▶ Action item
Exactly as they stand, give the records below again, with no images.

Segment Start: Data section

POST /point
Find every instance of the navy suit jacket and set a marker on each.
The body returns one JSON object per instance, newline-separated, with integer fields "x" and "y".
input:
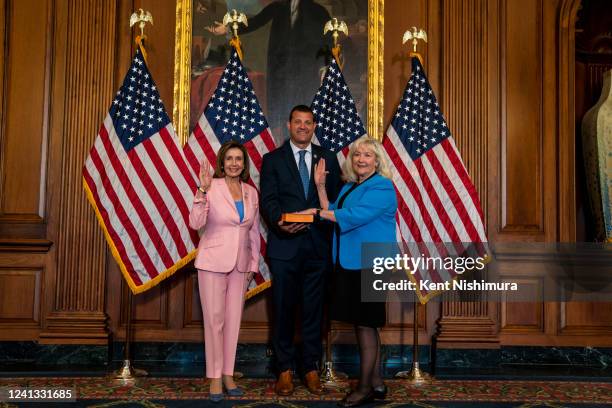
{"x": 281, "y": 192}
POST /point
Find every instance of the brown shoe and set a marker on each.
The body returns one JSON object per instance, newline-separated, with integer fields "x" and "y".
{"x": 284, "y": 385}
{"x": 311, "y": 380}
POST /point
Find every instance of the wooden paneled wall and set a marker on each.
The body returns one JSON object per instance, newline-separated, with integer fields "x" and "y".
{"x": 502, "y": 71}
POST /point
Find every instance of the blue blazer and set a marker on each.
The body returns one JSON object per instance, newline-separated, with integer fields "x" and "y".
{"x": 367, "y": 215}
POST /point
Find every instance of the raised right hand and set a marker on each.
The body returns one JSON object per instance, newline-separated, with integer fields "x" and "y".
{"x": 320, "y": 173}
{"x": 205, "y": 176}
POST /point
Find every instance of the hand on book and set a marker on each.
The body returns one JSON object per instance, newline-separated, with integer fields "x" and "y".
{"x": 292, "y": 227}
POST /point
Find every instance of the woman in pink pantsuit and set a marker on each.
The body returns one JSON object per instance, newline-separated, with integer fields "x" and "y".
{"x": 226, "y": 211}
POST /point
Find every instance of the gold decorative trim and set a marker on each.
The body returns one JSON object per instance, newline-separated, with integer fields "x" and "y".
{"x": 182, "y": 68}
{"x": 376, "y": 18}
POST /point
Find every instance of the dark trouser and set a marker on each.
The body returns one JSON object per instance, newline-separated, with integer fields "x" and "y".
{"x": 300, "y": 280}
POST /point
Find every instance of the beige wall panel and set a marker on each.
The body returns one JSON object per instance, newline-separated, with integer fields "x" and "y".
{"x": 521, "y": 205}
{"x": 20, "y": 295}
{"x": 25, "y": 107}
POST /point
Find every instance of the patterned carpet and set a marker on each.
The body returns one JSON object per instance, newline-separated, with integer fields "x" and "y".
{"x": 188, "y": 392}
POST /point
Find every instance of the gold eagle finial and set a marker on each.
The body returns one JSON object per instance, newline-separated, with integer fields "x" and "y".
{"x": 142, "y": 17}
{"x": 234, "y": 18}
{"x": 415, "y": 35}
{"x": 335, "y": 27}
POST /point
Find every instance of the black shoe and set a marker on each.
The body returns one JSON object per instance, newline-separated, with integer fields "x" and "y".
{"x": 369, "y": 397}
{"x": 380, "y": 392}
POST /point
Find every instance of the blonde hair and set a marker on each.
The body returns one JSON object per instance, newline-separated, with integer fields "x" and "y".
{"x": 382, "y": 164}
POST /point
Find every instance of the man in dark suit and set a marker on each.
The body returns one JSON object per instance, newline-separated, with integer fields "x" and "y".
{"x": 299, "y": 254}
{"x": 295, "y": 50}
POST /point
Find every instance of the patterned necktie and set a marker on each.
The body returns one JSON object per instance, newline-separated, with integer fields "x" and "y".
{"x": 303, "y": 169}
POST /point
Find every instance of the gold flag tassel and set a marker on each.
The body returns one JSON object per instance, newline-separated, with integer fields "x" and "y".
{"x": 337, "y": 56}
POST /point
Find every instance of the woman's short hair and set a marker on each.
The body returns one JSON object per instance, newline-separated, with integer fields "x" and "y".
{"x": 382, "y": 163}
{"x": 220, "y": 172}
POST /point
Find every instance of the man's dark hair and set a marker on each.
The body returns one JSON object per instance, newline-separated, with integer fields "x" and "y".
{"x": 301, "y": 108}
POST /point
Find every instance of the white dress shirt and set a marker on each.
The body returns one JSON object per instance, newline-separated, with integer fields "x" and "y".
{"x": 307, "y": 157}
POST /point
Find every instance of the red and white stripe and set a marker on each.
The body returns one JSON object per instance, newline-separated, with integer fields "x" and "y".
{"x": 437, "y": 203}
{"x": 143, "y": 199}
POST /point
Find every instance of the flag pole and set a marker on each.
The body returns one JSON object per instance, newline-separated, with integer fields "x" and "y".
{"x": 232, "y": 19}
{"x": 415, "y": 376}
{"x": 330, "y": 377}
{"x": 127, "y": 374}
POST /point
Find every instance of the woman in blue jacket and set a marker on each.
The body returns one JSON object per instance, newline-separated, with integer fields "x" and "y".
{"x": 363, "y": 213}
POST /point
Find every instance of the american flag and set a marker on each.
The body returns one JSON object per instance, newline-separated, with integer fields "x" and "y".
{"x": 137, "y": 180}
{"x": 437, "y": 202}
{"x": 233, "y": 113}
{"x": 338, "y": 122}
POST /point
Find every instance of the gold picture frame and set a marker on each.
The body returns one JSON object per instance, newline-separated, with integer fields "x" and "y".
{"x": 182, "y": 68}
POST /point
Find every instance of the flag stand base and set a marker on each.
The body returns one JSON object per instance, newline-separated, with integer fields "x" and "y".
{"x": 127, "y": 375}
{"x": 415, "y": 376}
{"x": 332, "y": 378}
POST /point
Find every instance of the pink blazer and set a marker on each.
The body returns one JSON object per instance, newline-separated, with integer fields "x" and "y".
{"x": 226, "y": 242}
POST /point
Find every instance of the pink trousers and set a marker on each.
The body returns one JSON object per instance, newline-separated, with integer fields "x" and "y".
{"x": 222, "y": 297}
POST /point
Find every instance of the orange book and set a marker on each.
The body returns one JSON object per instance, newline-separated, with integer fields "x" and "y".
{"x": 290, "y": 217}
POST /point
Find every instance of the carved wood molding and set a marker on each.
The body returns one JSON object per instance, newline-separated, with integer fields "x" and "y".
{"x": 84, "y": 54}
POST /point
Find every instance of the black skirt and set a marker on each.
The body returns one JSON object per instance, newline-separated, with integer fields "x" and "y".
{"x": 345, "y": 300}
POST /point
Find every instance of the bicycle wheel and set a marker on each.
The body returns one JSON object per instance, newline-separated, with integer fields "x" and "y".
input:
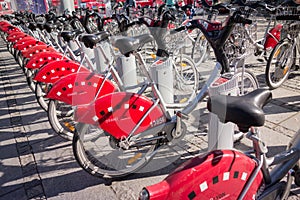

Segment End: Data section

▶ Solution to this problem
POST /point
Find every instance of the navy suit jacket and set a marker on each.
The body returns one JSON object per instance, newline-separated, with integer fields "x" and "y".
input:
{"x": 281, "y": 192}
POST /point
Find every instance of the brown shoe and set a marker on each.
The body returns one JSON object per instance, newline-separated, with integer fields "x" and "y".
{"x": 284, "y": 385}
{"x": 311, "y": 380}
POST /point
Find every instance of the wooden paneled wall and set a marker on each.
The body returns one JSON object per instance, newline-separated, with integer fields "x" and "y".
{"x": 502, "y": 71}
POST /point
Find every instance of the blue blazer and set a marker on each.
The body returns one JSON object per instance, newline-separated, with integer fields "x" and "y".
{"x": 367, "y": 215}
POST /point
Find every instance of the raised right hand and set a marker on each.
The body returns one JSON object per instance, newline-separated, with integer fields "x" and "y".
{"x": 320, "y": 173}
{"x": 205, "y": 176}
POST /point
Find every instance of the hand on book and set a marker on each.
The body returns one JSON object per instance, newline-separated, with integer fields "x" and "y".
{"x": 292, "y": 227}
POST /point
Find every instance of the woman in pink pantsuit and set a marker on each.
The body returns one JSON object per instance, newline-separated, with integer fields "x" and "y".
{"x": 226, "y": 211}
POST /point
Find every instance of the gold decorative trim and set a marker on each.
The body returns one JSON object per instance, newline-separated, with integer fields "x" and "y".
{"x": 182, "y": 68}
{"x": 376, "y": 18}
POST /point
Find every instance of the dark trouser and set a marker on each.
The body returns one JSON object per instance, newline-separated, with integer fields "x" and "y".
{"x": 300, "y": 280}
POST /point
Find every instance of the beige wall panel and set a marker on each.
The body returns one JSON object per instance, newline-separated, with integer fields "x" and "y".
{"x": 521, "y": 205}
{"x": 20, "y": 295}
{"x": 25, "y": 107}
POST /point
Find every instance of the patterned carpet and set a marker on each.
The body returns one JSON object per instance, newline-separated, with integer fields "x" and "y".
{"x": 188, "y": 392}
POST /point
Find every instance of the gold eagle finial and set a marker on each.
The body returns one JSON object per instance, newline-separated, with integer fields "x" and "y".
{"x": 142, "y": 17}
{"x": 234, "y": 18}
{"x": 415, "y": 35}
{"x": 335, "y": 27}
POST /point
Find every instance of the black shoe and set a marker on each.
The body returns one JSON object per instance, newline-separated, with integer fields "x" and "y".
{"x": 369, "y": 397}
{"x": 380, "y": 392}
POST /point
Find every instance of the blonde hair and set a marker on each.
The body returns one JSON object per instance, newline-separated, with integer fields "x" and "y".
{"x": 382, "y": 164}
POST /point
Find every instance of the man in dark suit and set a marker on each.
The body returns one JSON object per instance, newline-separated, with integer fields "x" and "y".
{"x": 299, "y": 254}
{"x": 295, "y": 50}
POST /point
Find every instance of the patterned necktie and set a marker on each.
The body returns one JSON object per instance, newline-separated, with integer fields "x" and "y".
{"x": 303, "y": 169}
POST /point
Find every instance of the gold flag tassel and set a marker on each.
The body returns one JSON object per instance, newline-separated, with integer fields "x" and "y".
{"x": 337, "y": 56}
POST /point
Find every instance of the woman's short hair and set a marker on each.
The body returns one JSON object per instance, newline-separated, with integer fields "x" and "y".
{"x": 382, "y": 163}
{"x": 220, "y": 172}
POST /point
Find every instance of the man's dark hair and set a marker on each.
The body returns one JSON object per instance, newline-separated, with integer fields "x" and "y".
{"x": 301, "y": 108}
POST /point
Find every instance of the white dress shirt and set a marker on each.
The body returns one JSON object per instance, newline-separated, with integer fields "x" and "y".
{"x": 307, "y": 157}
POST /point
Find every instance of the red and white stripe and set a marker on each.
The body returns one JSON object per instance, newline-separated, with integer fields "x" and "y".
{"x": 437, "y": 203}
{"x": 143, "y": 199}
POST /point
Find every instance of the flag pole and set a marker on each.
The body returns one JSON object per instance, newline-separated, with integer fields "x" and "y".
{"x": 232, "y": 19}
{"x": 415, "y": 376}
{"x": 330, "y": 377}
{"x": 127, "y": 374}
POST /point
Find every instance of the woman in blue jacket and set a marker on each.
The body returns one JSON object per instance, newline-separated, with integer fields "x" and "y".
{"x": 363, "y": 213}
POST /point
Find every instance of the american flag and set a marker on each.
The body returns one JSON object per instance, newline-separated, with integer fields "x" and "y".
{"x": 137, "y": 180}
{"x": 437, "y": 202}
{"x": 233, "y": 113}
{"x": 338, "y": 122}
POST /point
Find every instance of the gold picture frame and set a marker on each.
The body returns one JSON object per instance, newline-separated, with integer fields "x" and "y".
{"x": 182, "y": 68}
POST /point
Find every instance of the flag stand base and set a marker on each.
The body returns one JSON object per instance, newline-separated, with integer fields "x" and "y".
{"x": 127, "y": 375}
{"x": 415, "y": 376}
{"x": 332, "y": 378}
POST /point
Find every instance of the pink blazer and set a marker on each.
The body returns one JSON object per instance, newline-separated, with integer fields "x" and "y".
{"x": 226, "y": 242}
POST /point
Find every instance of the pink trousers and set a marker on each.
The body returns one JSON object per instance, newline-separated, with integer fields "x" and "y".
{"x": 222, "y": 297}
POST /point
Find every instance of the orange book and set a marker on each.
The body returns one JSON object per instance, newline-separated, with integer fields "x" and "y".
{"x": 290, "y": 217}
POST /point
Find every instance of the carved wood molding and set a marker on each.
The body returns one JSON object per instance, newline-separated, with integer fields "x" and "y".
{"x": 84, "y": 54}
POST /point
Find every instance of the black skirt and set a marker on each.
The body returns one JSON object per instance, newline-separated, with integer fields "x" and "y".
{"x": 345, "y": 300}
POST /point
Find every instance of the bicycle wheel and set a marker on each.
The body returns one JSON object per instance, newline-separated, with integer fields "x" and "y".
input:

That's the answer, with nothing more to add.